WORK ORDER 1:
Answer these questions from the article on AI vocabulary, one answer per line, marked as the questions are.
(a) Which term does the article call 2023's favourite of all?
(b) What was the most notable word of 2021?
(c) What definition does the article give for "permacrisis"?
WORK ORDER 2:
Write the next part of the article on AI vocabulary, starting after its last sentence.

PAGE EXTRACT:
────

3 min

AI is developing. Not only are we developing Artificial Intelligence (AI) and the Machine Learning (ML) that drives it in new ways to create new AI ‘models’ and ‘engines’ to help us work and live better, we are also developing a new AI vocabulary with terms like foundation model, abductive reasoning, vector database, admissible heuristic, backpropagation and of course 2023’s favourite term of all – generative AI. Should this new nomenclature point to an increasingly complex world of AI deployments?

The Collins English Dictionary recently named ‘AI’ the most notable word of 2023 – and most of us would have been surprised if it hadn’t. By most accounts, AI doesn’t appear to be the passing fad that these lexicographers sometimes pick up on word of the year i.e. 2021’s most notable word of term was NFTs, or Non-Fungible-Tokens from the world of blockchain. While AI may not be a ‘permacrisis’ (an extended period of instability and insecurity – and the most notable word in 2022), many organizations are finding it difficult to build AI capabilities given the challenge of sourcing readily available talent and resources. Given this challenge, what help is on hand?

────

DATA EXCERPTS:
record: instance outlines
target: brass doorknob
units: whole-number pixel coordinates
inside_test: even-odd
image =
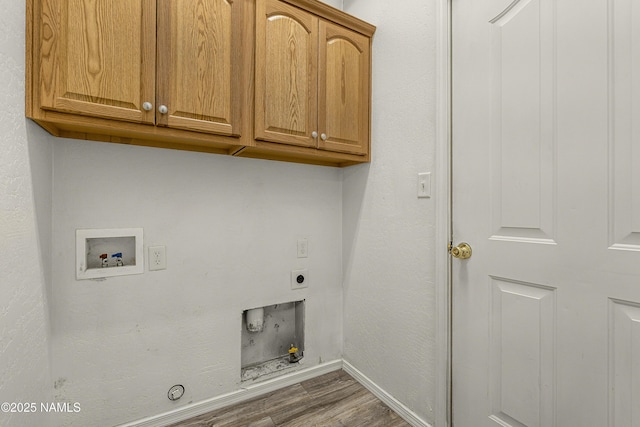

────

TASK RESPONSE 1:
(a) Generative AI.
(b) NFTs (Non-Fungible Tokens).
(c) An extended period of instability and insecurity.

TASK RESPONSE 2:
Amazon Bedrock

To help organizations build and scale generative AI applications, AWS recently announced the general availability of Amazon Bedrock. This is a fully managed service that offers a choice of foundation models, from the likes of AI21 Labs, Anthropic, Cohere, Meta, Stability AI, plus of course Amazon, all of which can be accessed via a single Application Programming Interface (API). Amazon claims Bedrock provides the broad set of capabilities organizations need to simplify development while maintaining privacy and security.

As AWS reminds us, “Foundation models are a form of generative artificial intelligence (generative AI). They generate output from one or more inputs (prompts) in the form of human language instructions. Models are based on complex neural networks including generative adversarial networks (GANs), transformers and variational encoders.”

Features of Amazon Bedrock include a text playground for ‘hands-on’ text generation application in the AWS Management Console; an image playground, which takes the form of an image generation application in the console; a chat function (also called a playground) for conversation generation, clearly; an examples library of use cases; the Amazon Bedrock API, which cloud engineers can explore with the AWS CLI, or use the API to access the base models.; embeddings so that developers can use the API to generate embeddings from the Titan Embeddings G1 – Text model; and options for provisioned throughput to run inference on models.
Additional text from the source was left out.